------ ROWS ------
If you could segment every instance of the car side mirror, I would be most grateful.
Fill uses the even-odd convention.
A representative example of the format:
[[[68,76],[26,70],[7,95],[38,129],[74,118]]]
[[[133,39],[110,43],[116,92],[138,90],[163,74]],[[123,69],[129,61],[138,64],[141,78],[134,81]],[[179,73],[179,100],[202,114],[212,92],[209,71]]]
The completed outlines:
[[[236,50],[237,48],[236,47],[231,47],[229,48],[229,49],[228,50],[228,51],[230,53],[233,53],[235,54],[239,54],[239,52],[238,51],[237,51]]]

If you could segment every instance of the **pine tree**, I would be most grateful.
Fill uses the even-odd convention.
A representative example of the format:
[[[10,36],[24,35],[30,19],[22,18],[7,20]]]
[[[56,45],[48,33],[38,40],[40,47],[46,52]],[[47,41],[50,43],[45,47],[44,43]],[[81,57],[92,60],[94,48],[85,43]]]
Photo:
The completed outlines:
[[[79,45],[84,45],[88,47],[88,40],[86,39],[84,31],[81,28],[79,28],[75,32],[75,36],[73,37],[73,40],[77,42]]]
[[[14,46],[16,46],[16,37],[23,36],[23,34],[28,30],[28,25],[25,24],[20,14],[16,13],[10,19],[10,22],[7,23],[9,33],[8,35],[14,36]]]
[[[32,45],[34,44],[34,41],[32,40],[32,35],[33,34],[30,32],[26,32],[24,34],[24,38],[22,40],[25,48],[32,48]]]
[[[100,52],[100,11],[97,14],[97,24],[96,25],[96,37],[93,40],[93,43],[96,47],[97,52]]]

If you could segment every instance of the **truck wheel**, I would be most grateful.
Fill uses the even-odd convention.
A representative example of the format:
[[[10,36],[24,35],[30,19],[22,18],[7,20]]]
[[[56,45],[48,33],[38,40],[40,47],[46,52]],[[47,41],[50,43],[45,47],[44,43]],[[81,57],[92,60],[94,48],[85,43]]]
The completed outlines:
------
_TASK INSTRUCTIONS_.
Pick out every line above that contains the word "would" and copy each one. Case counts.

_THE COMPLETED TASK_.
If you could segment every instance of the car side mirror, I would be most grateful.
If you could segment every instance of the **pine tree**, I would be most grateful.
If you could segment every instance of the **truck wheel**, I would be most grateful.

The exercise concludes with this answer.